[Data shown]:
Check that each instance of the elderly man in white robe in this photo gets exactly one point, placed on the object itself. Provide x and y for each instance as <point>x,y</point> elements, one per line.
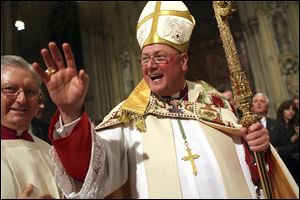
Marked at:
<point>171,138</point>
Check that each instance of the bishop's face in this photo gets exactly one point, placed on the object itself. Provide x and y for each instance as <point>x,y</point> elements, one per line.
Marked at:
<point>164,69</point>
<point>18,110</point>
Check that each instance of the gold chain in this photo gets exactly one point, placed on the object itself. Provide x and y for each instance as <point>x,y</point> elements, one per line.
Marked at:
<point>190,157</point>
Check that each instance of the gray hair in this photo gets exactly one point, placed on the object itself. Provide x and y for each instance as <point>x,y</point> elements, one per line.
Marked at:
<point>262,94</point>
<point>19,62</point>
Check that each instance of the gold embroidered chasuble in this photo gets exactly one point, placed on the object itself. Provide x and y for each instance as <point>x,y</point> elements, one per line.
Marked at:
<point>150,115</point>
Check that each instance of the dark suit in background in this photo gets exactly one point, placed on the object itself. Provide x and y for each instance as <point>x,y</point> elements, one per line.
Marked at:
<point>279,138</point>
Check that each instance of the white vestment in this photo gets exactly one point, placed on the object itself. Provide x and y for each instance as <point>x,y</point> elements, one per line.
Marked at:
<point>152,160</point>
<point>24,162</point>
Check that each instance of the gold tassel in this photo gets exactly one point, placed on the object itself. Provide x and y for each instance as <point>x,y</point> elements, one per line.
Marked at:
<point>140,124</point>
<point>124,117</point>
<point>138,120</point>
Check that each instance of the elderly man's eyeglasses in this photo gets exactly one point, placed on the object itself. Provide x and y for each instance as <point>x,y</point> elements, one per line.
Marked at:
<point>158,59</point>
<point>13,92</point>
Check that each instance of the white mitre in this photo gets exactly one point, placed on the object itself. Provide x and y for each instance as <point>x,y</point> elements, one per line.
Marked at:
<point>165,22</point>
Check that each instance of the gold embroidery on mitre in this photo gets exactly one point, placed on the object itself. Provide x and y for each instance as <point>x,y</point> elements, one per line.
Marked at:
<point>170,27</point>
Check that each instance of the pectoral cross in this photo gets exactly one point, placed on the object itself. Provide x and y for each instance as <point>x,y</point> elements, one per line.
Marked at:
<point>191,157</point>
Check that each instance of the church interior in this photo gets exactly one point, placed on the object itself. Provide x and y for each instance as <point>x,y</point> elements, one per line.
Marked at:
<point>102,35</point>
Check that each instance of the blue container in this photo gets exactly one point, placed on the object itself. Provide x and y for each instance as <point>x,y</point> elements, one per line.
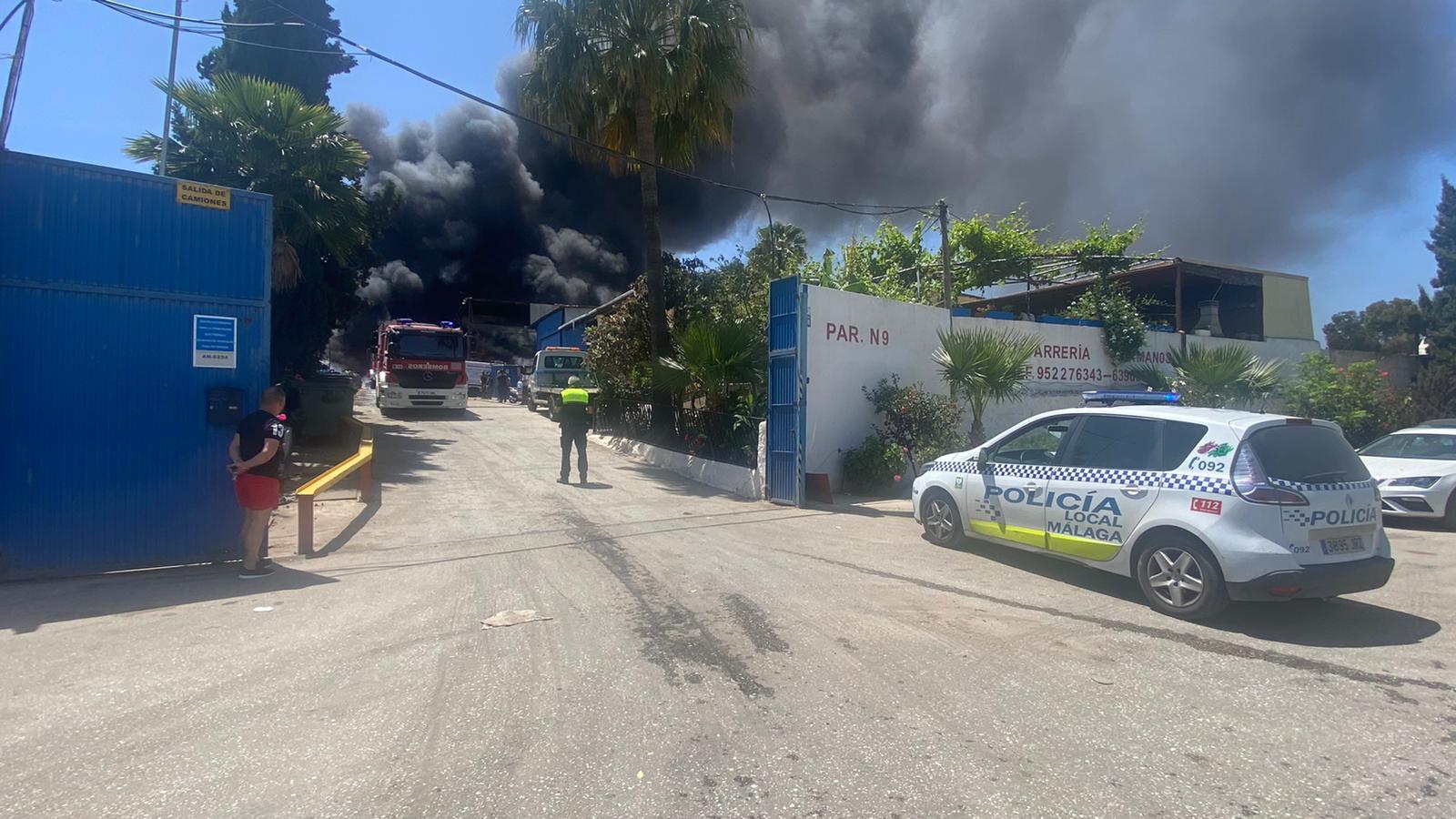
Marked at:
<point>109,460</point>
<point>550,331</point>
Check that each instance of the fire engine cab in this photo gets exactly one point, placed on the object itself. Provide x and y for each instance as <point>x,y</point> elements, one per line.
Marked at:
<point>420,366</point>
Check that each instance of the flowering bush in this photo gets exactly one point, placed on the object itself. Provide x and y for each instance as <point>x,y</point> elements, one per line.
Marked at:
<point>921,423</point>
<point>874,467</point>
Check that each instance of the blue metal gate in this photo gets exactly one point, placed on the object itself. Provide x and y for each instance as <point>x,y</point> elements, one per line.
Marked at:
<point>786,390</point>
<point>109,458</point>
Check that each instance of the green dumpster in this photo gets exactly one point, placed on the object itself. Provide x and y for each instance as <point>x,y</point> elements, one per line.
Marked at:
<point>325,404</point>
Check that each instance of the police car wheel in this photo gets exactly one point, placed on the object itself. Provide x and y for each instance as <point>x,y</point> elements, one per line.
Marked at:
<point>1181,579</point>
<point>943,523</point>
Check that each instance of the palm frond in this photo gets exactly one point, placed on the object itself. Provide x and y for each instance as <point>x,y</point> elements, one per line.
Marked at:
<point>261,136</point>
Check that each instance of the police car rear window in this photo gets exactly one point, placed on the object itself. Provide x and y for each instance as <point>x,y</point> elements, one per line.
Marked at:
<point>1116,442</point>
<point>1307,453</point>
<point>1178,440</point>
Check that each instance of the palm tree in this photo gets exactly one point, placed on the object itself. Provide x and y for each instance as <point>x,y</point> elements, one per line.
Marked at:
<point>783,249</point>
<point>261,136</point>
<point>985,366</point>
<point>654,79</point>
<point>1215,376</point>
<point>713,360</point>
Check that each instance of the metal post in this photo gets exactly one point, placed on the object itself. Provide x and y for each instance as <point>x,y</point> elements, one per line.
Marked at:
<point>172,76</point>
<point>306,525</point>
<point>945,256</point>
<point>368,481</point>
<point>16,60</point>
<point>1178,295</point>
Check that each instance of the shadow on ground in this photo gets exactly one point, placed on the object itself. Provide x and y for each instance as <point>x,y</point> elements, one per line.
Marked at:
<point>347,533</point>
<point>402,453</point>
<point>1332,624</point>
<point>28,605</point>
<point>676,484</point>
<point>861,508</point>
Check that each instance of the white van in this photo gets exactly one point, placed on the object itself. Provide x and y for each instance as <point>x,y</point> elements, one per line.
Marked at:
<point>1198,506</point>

[Task prompt]: Search the records for the word "mitre" and copy out every line that holds it.

[Your response]:
Check that each instance of the white mitre in this photo gets exactly one point, placed on the object itself. Provide x and y for each instance as <point>x,y</point> elements, one per line.
Check that each instance of the gold embroidery on mitre in this photo gets exactly one point, placed on the object itself. Provide x and y for each instance as <point>x,y</point> elements, one per line.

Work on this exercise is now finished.